## Start PROVIDED MATERIAL

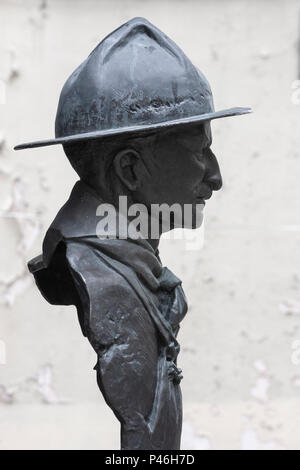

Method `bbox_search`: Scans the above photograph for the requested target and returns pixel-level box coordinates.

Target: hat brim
[14,108,252,150]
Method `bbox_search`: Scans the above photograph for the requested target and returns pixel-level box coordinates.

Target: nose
[204,148,223,191]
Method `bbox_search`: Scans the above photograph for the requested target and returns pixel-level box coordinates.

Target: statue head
[16,18,250,235]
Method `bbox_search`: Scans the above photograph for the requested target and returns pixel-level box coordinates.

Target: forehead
[175,121,212,148]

## End PROVIDED MATERIAL

REQUIREMENT = Substitute "image" for every "photograph" in all of the lines above, leaving everything else unchanged, and leave the pictures out of your answer.

WRITTEN ANSWER =
Method `bbox_search`: Scans the above image for the requested target and returns pixel-level box coordinates.

Target: hat brim
[14,108,252,150]
Method `bbox_search`: Scans the above image for the requested target and returns pixel-level box coordinates.

Target: nose
[204,148,223,191]
Method `bbox_search`: Scans the above image for the requested target and returns pixel-level box coordinates.

Target: statue head
[16,18,250,235]
Method `bbox_search`: Scans the above image for the requested target and returns pixel-level box coordinates.

Target: forehead
[175,121,212,148]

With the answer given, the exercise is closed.